The work of a feed and farm management advisor varies depending on their employer. Some may work in research and education while others may work directly with farmers in the field. Aspiring feed and farm management advisors can consider a master's program in agribusiness or animal sciences, to name a few, and may have the ability to do an internship to gain necessary experience during their studies.
Feed and farm management advisors consult with farmers and livestock producers to help them with crop and animal production techniques. A master's degree is frequently preferred for entry-level employment.
|Required Education||Master's degree|
|Projected Job Growth (2018-2028)||5% for farm and home management advisors*|
|Median Annual Salary (2018)||$49,840 for farm and home management advisors*|
Source: *U.S. Bureau of Labor Statistics
Job Description for a Farm and Feed Management Advisor
Farm and feed management advisors collect, analyze, report and guide farmers on issues related to farm management and production. These professionals may advise or help farmers with issues ranging from animal nutrition to harvesting practices. As such, farm and feed management advisors may work for large farms, consulting services, postsecondary institutions and government agencies.

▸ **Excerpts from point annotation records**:
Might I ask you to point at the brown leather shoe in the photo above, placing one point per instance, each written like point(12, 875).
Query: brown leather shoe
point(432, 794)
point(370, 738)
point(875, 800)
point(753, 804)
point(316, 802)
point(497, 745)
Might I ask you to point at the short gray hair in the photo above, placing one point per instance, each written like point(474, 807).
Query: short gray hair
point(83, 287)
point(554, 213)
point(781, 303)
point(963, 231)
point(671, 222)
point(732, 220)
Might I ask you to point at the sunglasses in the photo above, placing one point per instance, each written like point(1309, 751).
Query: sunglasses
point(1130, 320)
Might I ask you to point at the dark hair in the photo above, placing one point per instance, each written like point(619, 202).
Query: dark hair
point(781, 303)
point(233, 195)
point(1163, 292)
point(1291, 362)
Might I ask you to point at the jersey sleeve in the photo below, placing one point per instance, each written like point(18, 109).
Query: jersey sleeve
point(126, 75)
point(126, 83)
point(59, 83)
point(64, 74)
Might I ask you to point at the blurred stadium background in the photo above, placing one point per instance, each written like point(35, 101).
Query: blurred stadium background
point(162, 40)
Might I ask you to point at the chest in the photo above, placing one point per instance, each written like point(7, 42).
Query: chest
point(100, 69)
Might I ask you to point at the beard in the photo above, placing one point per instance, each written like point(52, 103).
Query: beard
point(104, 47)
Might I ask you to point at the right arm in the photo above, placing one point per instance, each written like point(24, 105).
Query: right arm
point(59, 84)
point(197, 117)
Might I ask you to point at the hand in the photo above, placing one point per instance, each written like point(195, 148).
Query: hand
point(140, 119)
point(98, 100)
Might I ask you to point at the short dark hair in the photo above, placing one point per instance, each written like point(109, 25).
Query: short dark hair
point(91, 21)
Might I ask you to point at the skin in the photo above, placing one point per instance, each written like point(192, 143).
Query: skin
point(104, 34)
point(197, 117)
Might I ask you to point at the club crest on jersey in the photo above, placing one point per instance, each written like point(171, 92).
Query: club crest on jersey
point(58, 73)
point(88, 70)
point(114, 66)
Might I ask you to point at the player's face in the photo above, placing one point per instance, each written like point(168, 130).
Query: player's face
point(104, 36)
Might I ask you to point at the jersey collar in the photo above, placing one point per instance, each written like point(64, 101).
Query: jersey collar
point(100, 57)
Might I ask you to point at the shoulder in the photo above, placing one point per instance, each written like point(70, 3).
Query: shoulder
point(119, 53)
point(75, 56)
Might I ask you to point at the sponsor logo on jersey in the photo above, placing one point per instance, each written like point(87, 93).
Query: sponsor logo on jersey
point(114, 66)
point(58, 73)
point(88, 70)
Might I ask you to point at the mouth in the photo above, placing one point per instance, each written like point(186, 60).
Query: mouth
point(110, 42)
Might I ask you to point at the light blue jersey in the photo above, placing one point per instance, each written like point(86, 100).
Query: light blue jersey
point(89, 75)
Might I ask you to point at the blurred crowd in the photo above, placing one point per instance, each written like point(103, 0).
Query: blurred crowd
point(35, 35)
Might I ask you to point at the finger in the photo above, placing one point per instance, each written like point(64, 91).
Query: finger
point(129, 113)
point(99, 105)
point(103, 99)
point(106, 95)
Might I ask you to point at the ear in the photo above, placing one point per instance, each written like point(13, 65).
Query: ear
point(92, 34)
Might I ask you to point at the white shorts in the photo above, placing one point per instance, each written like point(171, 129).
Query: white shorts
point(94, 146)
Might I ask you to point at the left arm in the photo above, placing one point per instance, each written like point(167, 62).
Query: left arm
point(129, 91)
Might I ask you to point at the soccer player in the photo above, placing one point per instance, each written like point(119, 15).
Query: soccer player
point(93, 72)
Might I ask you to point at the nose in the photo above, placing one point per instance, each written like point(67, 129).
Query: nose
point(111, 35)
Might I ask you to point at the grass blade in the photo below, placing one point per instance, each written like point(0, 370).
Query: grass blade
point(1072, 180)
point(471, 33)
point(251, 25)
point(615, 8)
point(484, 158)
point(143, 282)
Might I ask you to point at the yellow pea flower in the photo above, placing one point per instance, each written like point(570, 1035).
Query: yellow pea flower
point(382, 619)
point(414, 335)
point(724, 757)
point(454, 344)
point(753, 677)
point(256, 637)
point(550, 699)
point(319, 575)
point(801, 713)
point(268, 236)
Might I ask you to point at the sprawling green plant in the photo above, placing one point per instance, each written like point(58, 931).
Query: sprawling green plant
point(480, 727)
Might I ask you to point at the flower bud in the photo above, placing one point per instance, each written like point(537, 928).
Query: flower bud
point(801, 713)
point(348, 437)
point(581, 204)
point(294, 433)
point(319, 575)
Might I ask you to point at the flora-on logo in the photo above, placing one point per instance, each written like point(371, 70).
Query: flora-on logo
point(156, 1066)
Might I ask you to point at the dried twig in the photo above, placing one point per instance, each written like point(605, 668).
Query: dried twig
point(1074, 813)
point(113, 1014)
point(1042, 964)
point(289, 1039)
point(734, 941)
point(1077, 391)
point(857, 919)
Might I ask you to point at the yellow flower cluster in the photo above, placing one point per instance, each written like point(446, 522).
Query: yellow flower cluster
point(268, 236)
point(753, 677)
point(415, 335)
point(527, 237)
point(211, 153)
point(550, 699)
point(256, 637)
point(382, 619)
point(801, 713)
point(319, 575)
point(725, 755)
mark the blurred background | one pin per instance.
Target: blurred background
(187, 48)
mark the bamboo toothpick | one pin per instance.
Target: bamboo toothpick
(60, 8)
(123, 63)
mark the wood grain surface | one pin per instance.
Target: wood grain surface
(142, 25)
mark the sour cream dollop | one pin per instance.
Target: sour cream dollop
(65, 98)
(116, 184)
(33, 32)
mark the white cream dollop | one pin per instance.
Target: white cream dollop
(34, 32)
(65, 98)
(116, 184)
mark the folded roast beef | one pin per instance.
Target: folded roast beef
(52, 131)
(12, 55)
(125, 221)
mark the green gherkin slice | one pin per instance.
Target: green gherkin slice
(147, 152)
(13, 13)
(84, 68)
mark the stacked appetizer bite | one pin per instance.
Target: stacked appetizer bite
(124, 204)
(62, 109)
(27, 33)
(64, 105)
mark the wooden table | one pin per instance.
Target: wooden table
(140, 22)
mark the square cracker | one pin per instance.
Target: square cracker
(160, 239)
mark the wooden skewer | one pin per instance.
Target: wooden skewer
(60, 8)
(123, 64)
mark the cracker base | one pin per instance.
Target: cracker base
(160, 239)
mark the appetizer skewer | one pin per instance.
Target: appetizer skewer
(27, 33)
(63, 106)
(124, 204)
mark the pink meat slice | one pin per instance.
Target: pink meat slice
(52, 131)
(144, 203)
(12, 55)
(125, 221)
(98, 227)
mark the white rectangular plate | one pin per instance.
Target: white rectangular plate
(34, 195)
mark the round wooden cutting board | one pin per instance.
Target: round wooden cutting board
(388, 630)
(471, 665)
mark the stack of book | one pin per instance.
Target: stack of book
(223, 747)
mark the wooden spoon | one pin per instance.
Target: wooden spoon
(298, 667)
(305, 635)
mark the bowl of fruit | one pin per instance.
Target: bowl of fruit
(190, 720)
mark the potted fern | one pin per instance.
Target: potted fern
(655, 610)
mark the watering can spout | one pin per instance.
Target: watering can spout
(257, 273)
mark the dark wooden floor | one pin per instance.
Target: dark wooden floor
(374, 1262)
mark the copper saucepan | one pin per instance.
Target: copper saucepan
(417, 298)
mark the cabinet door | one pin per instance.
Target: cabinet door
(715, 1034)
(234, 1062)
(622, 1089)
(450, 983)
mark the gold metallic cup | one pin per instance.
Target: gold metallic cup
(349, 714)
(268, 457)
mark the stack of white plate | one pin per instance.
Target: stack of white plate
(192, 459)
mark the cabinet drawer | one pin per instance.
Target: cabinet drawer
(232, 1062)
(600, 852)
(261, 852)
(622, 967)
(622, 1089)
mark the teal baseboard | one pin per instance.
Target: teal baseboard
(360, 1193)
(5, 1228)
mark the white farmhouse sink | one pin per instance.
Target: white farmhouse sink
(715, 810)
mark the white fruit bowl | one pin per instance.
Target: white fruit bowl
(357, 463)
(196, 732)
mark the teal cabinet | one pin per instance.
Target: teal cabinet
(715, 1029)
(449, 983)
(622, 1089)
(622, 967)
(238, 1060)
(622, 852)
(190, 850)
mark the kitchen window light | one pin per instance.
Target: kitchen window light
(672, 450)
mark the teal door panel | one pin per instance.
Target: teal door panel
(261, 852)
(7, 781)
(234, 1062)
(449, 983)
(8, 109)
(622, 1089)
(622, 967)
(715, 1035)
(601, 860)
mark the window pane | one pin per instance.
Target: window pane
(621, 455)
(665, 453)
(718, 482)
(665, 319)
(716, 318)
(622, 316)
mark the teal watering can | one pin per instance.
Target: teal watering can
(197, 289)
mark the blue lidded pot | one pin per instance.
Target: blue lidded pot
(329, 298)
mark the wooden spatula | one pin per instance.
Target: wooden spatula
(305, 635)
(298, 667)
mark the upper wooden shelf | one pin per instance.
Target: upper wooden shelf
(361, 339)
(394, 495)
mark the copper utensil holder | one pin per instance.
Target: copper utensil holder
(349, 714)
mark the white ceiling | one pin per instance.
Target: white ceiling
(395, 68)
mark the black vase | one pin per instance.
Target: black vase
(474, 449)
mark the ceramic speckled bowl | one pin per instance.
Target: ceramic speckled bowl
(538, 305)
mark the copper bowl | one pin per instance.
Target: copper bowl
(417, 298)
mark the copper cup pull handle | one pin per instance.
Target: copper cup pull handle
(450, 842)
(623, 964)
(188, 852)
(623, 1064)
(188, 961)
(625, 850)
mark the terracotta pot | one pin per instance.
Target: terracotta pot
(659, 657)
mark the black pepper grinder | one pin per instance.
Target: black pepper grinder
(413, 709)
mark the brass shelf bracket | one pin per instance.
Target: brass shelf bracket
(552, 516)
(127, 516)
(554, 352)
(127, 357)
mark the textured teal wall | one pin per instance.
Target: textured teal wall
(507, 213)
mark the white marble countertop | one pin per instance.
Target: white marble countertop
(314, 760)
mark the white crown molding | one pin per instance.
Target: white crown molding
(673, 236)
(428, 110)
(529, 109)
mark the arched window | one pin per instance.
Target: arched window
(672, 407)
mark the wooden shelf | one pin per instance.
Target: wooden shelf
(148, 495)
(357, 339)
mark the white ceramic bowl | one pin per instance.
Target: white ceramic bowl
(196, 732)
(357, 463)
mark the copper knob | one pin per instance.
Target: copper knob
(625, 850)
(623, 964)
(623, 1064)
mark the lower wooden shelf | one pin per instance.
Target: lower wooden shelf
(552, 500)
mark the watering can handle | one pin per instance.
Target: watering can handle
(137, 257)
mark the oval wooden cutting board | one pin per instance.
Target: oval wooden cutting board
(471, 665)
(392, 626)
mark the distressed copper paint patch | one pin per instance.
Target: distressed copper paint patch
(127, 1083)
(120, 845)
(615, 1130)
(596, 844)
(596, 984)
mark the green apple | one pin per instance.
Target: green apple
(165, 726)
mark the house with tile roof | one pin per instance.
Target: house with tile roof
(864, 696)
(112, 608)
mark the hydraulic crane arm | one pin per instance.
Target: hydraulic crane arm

▸ **Objectives**:
A. Summarize the text on feed and farm management advisors in two sentences.
B. Carry on the text about feed and farm management advisors from the point where it ends.

▸ **Exercise answers**:
A. Feed and farm management advisors consult with farmers and livestock producers on crop and animal production, collecting, analyzing and reporting on issues that range from animal nutrition to harvesting practices. They may work for large farms, consulting services, postsecondary institutions or government agencies, and a master's degree is frequently preferred for entry-level employment.

B.
Job duties may vary substantially based on the employer. For example, while feed and farm management advisors working for postsecondary institutions may focus on conducting research or lecturing on farm practices, those employed by consulting services may spend more time interacting with farmers in the field. Others may specialize in an area such as financial planning to help farmers with balance sheets and income statements.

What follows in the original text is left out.